Yesterday saw not only hospitalizations cross the 100,000-milestone, a near double from November 3rd. But fatalities hit a record high. These are the statistics that make headlines and force the hands of even the most relaxed states. Healthcare job creation will withstand a fresh blow as elective procedures get postponed anew. And spreading stay-at-home orders and shutdowns will arrest the advances in leisure & hospitality.
The city most affected, which keeps thwarting one of our ability to visit it, is New York, especially the New York City metro area which boasts the biggest service sector footprint in the nation. The Empire State’s private service sector accounts for 82% of gross state product, the highest for any state and well north of the 70% nationwide average.
In November, the New York Fed’s Services survey continued to reflect an extremely depressed business climate with a vast majority of firms indicating the operating environment was worse than normal (blue line). Not coincidentally, the current business climate in New York and payrolls at the largest service firms have drawn the same path in 2020.
As if on cue, the ISM-New York employment index registered its biggest decline on record; the -23.8-point swing relapsed employment from 58.4 in October to 34.6 in November (green line). Based on these guides, and if ADP had reported at the state level, we would wager that New York’s largest service company payrolls have shifted back into downsizing mode.
The Fed’s Beige Book echoed ISM-New York on the labor front. The New York Fed District cited a major employment agency that “reported that hiring has remained moribund and anticipated a rough patch through the winter but expressed hope for a pickup later in 2021.”

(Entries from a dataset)
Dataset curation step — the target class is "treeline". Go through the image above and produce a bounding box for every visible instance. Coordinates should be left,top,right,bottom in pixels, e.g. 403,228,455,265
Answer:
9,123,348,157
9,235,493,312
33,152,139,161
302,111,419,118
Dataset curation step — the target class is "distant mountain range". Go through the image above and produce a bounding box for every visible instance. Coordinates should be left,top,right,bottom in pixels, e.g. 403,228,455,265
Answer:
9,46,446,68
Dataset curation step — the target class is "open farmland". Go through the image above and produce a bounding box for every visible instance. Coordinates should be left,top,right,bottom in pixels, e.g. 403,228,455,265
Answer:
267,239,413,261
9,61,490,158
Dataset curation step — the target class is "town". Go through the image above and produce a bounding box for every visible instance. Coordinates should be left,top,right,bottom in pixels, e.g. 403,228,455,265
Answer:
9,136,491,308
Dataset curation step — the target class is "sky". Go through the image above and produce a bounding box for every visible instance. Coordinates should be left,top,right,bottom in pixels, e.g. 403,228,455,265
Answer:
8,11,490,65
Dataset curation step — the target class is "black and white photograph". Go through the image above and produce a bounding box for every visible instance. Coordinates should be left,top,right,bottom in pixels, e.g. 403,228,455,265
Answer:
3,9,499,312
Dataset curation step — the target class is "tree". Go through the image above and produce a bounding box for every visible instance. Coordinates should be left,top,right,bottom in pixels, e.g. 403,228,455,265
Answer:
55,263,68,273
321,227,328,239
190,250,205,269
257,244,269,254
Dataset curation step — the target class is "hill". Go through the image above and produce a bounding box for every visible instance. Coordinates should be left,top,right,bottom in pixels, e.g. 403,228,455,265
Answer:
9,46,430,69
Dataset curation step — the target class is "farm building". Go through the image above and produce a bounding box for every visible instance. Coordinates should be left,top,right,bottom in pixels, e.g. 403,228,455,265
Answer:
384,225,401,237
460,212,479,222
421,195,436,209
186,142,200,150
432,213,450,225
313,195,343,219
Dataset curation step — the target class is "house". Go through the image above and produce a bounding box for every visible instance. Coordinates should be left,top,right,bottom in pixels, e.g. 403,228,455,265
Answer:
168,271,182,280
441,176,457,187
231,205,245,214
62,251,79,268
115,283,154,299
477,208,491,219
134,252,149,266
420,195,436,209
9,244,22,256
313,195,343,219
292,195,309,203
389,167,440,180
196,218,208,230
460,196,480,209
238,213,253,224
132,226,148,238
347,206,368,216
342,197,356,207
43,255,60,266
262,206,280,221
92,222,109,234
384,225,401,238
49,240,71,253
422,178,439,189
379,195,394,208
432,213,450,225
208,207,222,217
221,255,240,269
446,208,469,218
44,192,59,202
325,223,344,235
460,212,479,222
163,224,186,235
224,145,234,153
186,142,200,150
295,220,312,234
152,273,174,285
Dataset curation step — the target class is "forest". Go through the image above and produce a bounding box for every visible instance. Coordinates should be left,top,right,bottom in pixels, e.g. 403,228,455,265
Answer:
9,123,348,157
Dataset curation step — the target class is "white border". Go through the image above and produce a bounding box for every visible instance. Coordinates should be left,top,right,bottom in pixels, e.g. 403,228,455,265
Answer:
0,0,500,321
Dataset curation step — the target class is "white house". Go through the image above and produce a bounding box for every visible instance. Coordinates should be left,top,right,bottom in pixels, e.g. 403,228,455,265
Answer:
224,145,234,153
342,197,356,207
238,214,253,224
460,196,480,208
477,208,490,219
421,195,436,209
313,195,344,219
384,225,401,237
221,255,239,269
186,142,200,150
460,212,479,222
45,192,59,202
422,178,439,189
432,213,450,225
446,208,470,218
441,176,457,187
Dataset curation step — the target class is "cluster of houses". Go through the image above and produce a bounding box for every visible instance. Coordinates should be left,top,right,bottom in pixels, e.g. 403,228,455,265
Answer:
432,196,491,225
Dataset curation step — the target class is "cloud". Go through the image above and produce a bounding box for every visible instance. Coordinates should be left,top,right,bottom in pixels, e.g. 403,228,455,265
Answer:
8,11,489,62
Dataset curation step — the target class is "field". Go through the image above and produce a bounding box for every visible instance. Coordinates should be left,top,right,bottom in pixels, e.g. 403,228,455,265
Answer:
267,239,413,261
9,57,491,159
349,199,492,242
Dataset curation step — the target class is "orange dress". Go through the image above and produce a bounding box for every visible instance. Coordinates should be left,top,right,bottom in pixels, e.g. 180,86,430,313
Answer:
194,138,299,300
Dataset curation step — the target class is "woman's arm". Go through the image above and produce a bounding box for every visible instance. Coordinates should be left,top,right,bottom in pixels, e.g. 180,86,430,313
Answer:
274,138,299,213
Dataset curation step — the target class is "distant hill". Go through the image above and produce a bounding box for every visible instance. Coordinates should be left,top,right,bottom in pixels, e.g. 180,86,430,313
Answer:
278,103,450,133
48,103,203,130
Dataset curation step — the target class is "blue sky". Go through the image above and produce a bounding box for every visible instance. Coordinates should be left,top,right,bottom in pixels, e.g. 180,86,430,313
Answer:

### Exercise tasks
(1) Say whether each statement agrees with the commentary on New York's service economy, answering yes or no and quoting the deciding words: (a) New York's private service sector makes up 82% of gross state product. (b) The ISM-New York employment index rose from October to November. (c) Hospitalizations passed the 100,000 mark.
(2) Rewrite the part of the commentary on New York's service economy starting with "Yesterday saw not" and going on through "leisure & hospitality.", putting "deaths" in place of "fatalities".
(3) Extend the commentary on New York's service economy, continuing from its final sentence.
These entries come from a different source than the commentary on New York's service economy.

### Outputs by task
(1)
(a) Yes: "The Empire State’s private service sector accounts for 82% of gross state product"
(b) No: "relapsed employment from 58.4 in October to 34.6 in November"
(c) Yes: "hospitalizations cross the 100,000-milestone"

(2)
Yesterday saw not only hospitalizations cross the 100,000-milestone, a near double from November 3rd. But deaths hit a record high. These are the statistics that make headlines and force the hands of even the most relaxed states. Healthcare job creation will withstand a fresh blow as elective procedures get postponed anew. And spreading stay-at-home orders and shutdowns will arrest the advances in leisure & hospitality.

(3)
Zooming out — excuse the pun — Work from Home (WFH) is the clearest threat to the next generation of new office construction. As we recently noted, apartment rent headwinds were not contained to New York; they were omnipresent in nearly two-thirds of the top 100 cities and rampant in the top 25 major cities.
Since its 2015 inception, the Zillow Observed Rent Index has corresponded to the path of private office construction spending; the year-over-year rates of the two metrics have a robust .76 correlation. The urban flight narrative intersecting with WFH has meant more workers living away from where the highest concentration of offices is domiciled.
It’s difficult to imagine a continued deterioration. And yet, Anthony Sanders of Confounded Interest, a real estate data blog, reported that the average office occupancy of the country’s largest 10 cities had hit a post-pandemic low of 17.6% in the week ended November 25th. At 24.2%, Dallas is the least awful while at the opposite end of the spectrum, San Francisco broke down to the single digits, to 9.9%. New York was not far behind, with the second-worst 10.5% showing.
At the risk of your thinking the worst of the coming downturn on Office is limited to the biggest cities, nine of the 12 Federal Reserve Districts reported weakness in their respective office sectors. In other words, it’s a story of National Negativity, Not a New York Novella. The absent office building cycle is poised to morph into an extended slump.